=== Section Start ===

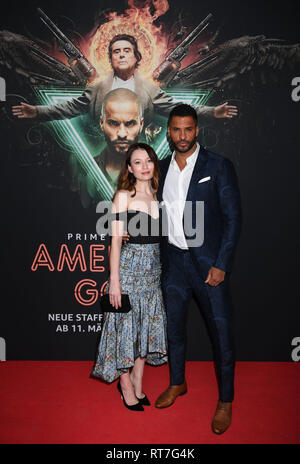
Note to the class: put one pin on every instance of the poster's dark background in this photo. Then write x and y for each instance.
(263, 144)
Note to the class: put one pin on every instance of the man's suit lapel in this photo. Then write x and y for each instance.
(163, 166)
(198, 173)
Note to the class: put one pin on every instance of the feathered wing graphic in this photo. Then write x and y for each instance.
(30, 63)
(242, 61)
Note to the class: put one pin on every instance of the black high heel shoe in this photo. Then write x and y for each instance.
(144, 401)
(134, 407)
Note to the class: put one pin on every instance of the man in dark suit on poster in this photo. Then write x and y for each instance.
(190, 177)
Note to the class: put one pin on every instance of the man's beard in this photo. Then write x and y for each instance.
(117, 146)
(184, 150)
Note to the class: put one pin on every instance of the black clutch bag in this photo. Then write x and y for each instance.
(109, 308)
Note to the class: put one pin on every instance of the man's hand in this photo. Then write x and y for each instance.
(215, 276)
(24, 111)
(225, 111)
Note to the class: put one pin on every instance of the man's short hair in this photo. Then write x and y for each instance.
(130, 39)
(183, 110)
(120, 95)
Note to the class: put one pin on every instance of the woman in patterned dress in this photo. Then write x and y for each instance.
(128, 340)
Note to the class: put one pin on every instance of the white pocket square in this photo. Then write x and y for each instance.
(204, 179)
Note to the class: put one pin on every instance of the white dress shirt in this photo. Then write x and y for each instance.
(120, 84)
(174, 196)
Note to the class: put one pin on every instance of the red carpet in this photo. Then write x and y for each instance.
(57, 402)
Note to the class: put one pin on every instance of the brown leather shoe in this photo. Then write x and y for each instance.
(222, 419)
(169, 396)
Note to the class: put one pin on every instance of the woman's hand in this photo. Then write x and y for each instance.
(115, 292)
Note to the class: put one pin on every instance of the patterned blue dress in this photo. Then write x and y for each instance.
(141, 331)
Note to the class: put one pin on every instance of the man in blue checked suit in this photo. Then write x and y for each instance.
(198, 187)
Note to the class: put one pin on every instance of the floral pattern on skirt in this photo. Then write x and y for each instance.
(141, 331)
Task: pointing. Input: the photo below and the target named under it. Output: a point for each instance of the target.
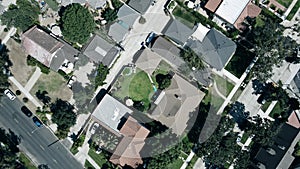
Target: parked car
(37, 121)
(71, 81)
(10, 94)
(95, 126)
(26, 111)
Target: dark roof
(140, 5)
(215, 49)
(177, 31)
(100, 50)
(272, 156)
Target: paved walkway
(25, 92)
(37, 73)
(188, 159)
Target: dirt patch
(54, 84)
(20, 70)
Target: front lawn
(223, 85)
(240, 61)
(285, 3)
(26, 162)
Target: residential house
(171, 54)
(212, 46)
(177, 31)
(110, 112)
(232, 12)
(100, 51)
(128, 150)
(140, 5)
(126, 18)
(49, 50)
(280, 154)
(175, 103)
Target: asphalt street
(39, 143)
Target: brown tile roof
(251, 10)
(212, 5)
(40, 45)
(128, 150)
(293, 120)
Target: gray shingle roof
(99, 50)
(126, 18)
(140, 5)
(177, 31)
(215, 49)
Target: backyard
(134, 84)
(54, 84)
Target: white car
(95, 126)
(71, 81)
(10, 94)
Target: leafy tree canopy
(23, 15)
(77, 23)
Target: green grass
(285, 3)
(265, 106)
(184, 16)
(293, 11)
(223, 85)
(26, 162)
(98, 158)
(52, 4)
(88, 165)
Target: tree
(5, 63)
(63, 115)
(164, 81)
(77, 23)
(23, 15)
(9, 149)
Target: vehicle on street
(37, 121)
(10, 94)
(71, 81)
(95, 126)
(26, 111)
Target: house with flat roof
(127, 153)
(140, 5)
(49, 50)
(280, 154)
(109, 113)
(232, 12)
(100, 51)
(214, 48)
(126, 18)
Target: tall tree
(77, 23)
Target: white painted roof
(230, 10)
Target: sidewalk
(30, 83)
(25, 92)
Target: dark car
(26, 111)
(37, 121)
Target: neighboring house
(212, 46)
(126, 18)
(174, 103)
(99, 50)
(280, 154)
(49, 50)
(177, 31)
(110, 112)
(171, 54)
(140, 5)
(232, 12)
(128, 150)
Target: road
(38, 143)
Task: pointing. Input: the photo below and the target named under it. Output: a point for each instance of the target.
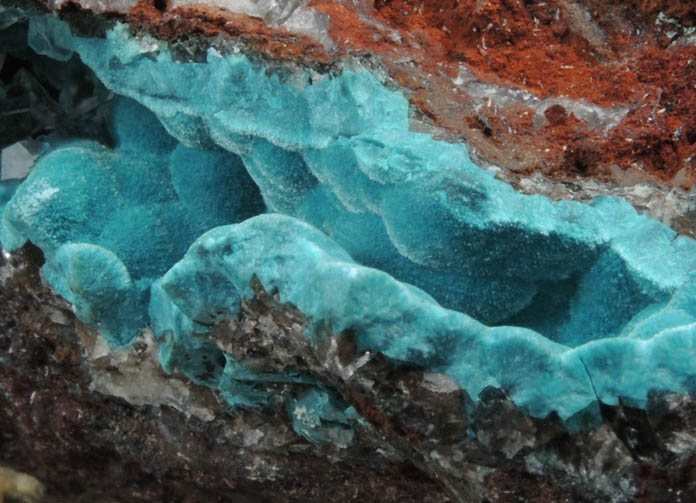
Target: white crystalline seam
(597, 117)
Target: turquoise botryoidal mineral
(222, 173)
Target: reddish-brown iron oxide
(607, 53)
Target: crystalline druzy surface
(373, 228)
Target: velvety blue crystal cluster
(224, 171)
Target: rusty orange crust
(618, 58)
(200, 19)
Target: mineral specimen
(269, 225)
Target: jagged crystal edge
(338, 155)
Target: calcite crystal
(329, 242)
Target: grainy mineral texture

=== Section End ===

Your assignment —
Leave out the images and transcribe all the records exactly.

Exercise response —
Note to the class: put one pin on every instance of the poster's dark background in this photo. Then write x and y for each instance.
(263, 144)
Note to the class: put one pin on every instance of the man's suit lapel in this photo. Then write x and y for each instance.
(163, 166)
(198, 173)
Note to the class: put one pin on every instance of the feathered wing graphic in this photo. Then write x and y for each instance.
(30, 63)
(242, 61)
Note to the class: put one pin on every instance of the black high heel shoe in this photo. Then write x and y for each instance.
(144, 401)
(134, 407)
Note to the class: put one pin on every instance of the man in dark suit on poster in this photo. Then write x and y for each instance.
(190, 177)
Note to the class: put one pin on every instance of the man's beard in this photo. Then write x and y for each instance.
(117, 146)
(184, 150)
Note to the class: put one pin on every instance of the black clutch bag in this photo. Then write x and y for each instance.
(109, 308)
Note to the class: put one pin on every instance of the man's hand in this photo. Then write x and y for each instance.
(215, 276)
(24, 111)
(225, 111)
Note to the class: put one pin on every instance of the man's short hair in this photo. Then write x and y for each instance.
(130, 39)
(183, 110)
(120, 95)
Note to the class: put one pin on every instance of the woman in patterned dress in this photo. Then write x and y for each instance.
(128, 340)
Note to the class: put one pin on every instance of the white pocket square in this photo. Then write x and y for each instance.
(204, 179)
Note to the class: put one pin on every instance of the white dress shirt in this photo. Then write x and y for each instance.
(120, 84)
(174, 196)
Note to the class: put one pin on every instance of the red carpet in this photo. Then write x and y for each instance.
(57, 402)
Note to the class: put one pin on every instance of the brown leather shoe in this photo. Then write x and y for each instance.
(222, 419)
(169, 396)
Note to the class: put one pin on every instance of the woman's hand in this photo. Then write x and y for each instance.
(115, 292)
Note to the class: put one pin on every instance of the patterned blue dress in this photo. Then write x and y for each instance.
(141, 331)
Note to the class: put one pin on every instance of the man in blue checked suit in this photo. Then write x and y for each instance.
(198, 187)
Note to the class: put one pin on every instance of the floral pattern on skirt in this photo. Then write x and y for each instance.
(141, 331)
Task: pointing. Input: the photo below and the target named under it. Output: a point for each instance of the target.
Target: parked car
(37, 121)
(71, 81)
(10, 94)
(95, 126)
(26, 111)
Target: dark roof
(140, 5)
(215, 49)
(177, 31)
(100, 50)
(272, 156)
Target: paved walkway
(25, 92)
(37, 73)
(188, 159)
Target: dirt patch
(54, 84)
(20, 70)
Target: front lawn
(223, 85)
(240, 61)
(285, 3)
(26, 162)
Target: residential house
(171, 54)
(212, 46)
(177, 31)
(110, 112)
(232, 12)
(100, 51)
(128, 150)
(140, 5)
(126, 18)
(49, 50)
(280, 154)
(175, 103)
Target: asphalt street
(39, 143)
Target: brown tile roof
(251, 10)
(212, 5)
(40, 45)
(128, 150)
(293, 120)
Target: gray shingle roof
(99, 50)
(126, 18)
(140, 5)
(177, 31)
(215, 49)
Target: backyard
(134, 84)
(54, 84)
Target: white car
(95, 126)
(71, 81)
(10, 94)
Target: leafy tree canopy
(23, 15)
(77, 23)
Target: green grass
(285, 3)
(265, 106)
(184, 16)
(293, 11)
(223, 85)
(26, 162)
(98, 158)
(52, 4)
(88, 165)
Target: tree
(5, 63)
(63, 115)
(164, 81)
(77, 23)
(23, 15)
(9, 149)
Target: vehicle on street
(37, 121)
(10, 94)
(71, 81)
(95, 126)
(26, 111)
Target: house with flat roof
(127, 153)
(140, 5)
(49, 50)
(280, 154)
(109, 113)
(232, 12)
(100, 51)
(214, 48)
(126, 18)
Target: tall tree
(77, 23)
Target: white painted roof
(230, 10)
Target: sidewalk
(30, 83)
(25, 92)
Target: dark car
(26, 111)
(37, 121)
Target: neighboring house
(212, 46)
(126, 18)
(174, 103)
(99, 50)
(280, 154)
(49, 50)
(177, 31)
(110, 112)
(171, 54)
(140, 5)
(232, 12)
(128, 150)
Target: road
(38, 143)
Task: pointing. Input: the photo below and the target named under it. Output: a point for each instance of the target.
Target: white crystalline seam
(597, 117)
Target: turquoise botryoidal mineral
(222, 173)
Target: reddish-brown iron oxide
(607, 53)
Target: crystalline druzy surface
(373, 228)
Target: velvety blue crystal cluster
(224, 171)
Target: rusty orange crust
(618, 58)
(200, 19)
Target: mineral specimen
(269, 225)
Target: jagged crystal edge
(338, 155)
Target: calcite crystal
(329, 242)
Target: grainy mineral texture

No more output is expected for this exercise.